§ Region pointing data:
----------
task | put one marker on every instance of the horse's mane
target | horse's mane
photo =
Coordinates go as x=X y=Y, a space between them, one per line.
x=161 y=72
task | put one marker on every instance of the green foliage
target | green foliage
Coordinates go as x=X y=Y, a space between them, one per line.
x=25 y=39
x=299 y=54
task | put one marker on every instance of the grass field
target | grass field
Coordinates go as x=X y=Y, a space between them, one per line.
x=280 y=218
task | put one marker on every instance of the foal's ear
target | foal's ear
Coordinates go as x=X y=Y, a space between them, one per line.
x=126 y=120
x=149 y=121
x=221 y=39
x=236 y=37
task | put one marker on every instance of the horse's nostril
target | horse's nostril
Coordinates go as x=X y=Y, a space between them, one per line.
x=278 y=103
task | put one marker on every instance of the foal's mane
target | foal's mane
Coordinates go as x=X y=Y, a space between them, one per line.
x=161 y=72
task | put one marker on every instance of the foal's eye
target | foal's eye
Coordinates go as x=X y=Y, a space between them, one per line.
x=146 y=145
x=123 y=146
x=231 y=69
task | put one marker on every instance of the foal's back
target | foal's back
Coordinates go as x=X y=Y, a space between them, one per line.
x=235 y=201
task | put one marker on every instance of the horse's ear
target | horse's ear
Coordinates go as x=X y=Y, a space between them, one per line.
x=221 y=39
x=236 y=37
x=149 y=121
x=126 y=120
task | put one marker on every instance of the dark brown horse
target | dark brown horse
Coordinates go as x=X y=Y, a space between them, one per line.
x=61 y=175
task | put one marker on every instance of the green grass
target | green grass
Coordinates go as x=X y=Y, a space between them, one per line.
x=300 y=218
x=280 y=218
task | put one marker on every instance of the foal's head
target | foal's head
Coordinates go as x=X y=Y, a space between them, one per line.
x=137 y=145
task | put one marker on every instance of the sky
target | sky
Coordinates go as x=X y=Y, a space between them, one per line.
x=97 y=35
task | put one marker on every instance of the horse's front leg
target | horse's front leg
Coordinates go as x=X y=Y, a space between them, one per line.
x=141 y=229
----------
The data is to be given again in full, with every line exact.

task | put one marker on every instance of the horse's mane
target | horse's mane
photo =
Coordinates go as x=X y=Y, a space between them, one per line.
x=161 y=72
task | put one marker on every instance of the green foliage
target | green foliage
Coordinates go as x=X y=Y, a space between them, one per line.
x=25 y=39
x=299 y=54
task | put one marker on every instance of the grass field
target | grass field
Coordinates go as x=X y=Y, a space between them, one per line.
x=280 y=218
task | put one marker on every instance of the foal's ear
target | foal's ear
Coordinates go as x=X y=Y, a space between them, one per line.
x=126 y=120
x=149 y=121
x=221 y=39
x=236 y=37
task | put one marker on every instance of the horse's nostril
target | horse's nostril
Coordinates go as x=X y=Y, a space between them, one per line.
x=278 y=103
task | put one marker on every instance of the foal's mane
target | foal's mane
Coordinates go as x=X y=Y, a space between them, one per line.
x=161 y=72
task | put one marker on every instance of the foal's eye
target | foal's eye
Coordinates go as x=X y=Y, a space between them, one per line.
x=146 y=145
x=123 y=146
x=231 y=69
task | put one marker on every instance of the foal's back
target | foal's back
Coordinates go as x=X y=Y, a space between them, one per line.
x=235 y=201
task | put one marker on every instance of the horse's ear
target | horse's ear
Coordinates go as x=X y=Y, a space between them, one per line.
x=221 y=39
x=236 y=37
x=149 y=121
x=126 y=120
task | put one marker on every instance of the dark brown horse
target | dark brown horse
Coordinates go as x=X y=Y, a space between them, one per line.
x=61 y=175
task | put one marker on every instance of the green grass
target | green grass
Coordinates go as x=X y=Y, a space between them, one per line.
x=300 y=218
x=280 y=218
task | put one marker on every instance of the foal's head
target | foal's head
Coordinates go as x=X y=Y, a space between them, one per line.
x=137 y=145
task | put one marker on every instance of the sky
target | sky
Coordinates go as x=X y=Y, a space between them, one per line.
x=97 y=35
task | put one marker on every instance of the horse's front leg
target | horse's front leg
Coordinates go as x=X y=Y, a space between them, one per line.
x=141 y=229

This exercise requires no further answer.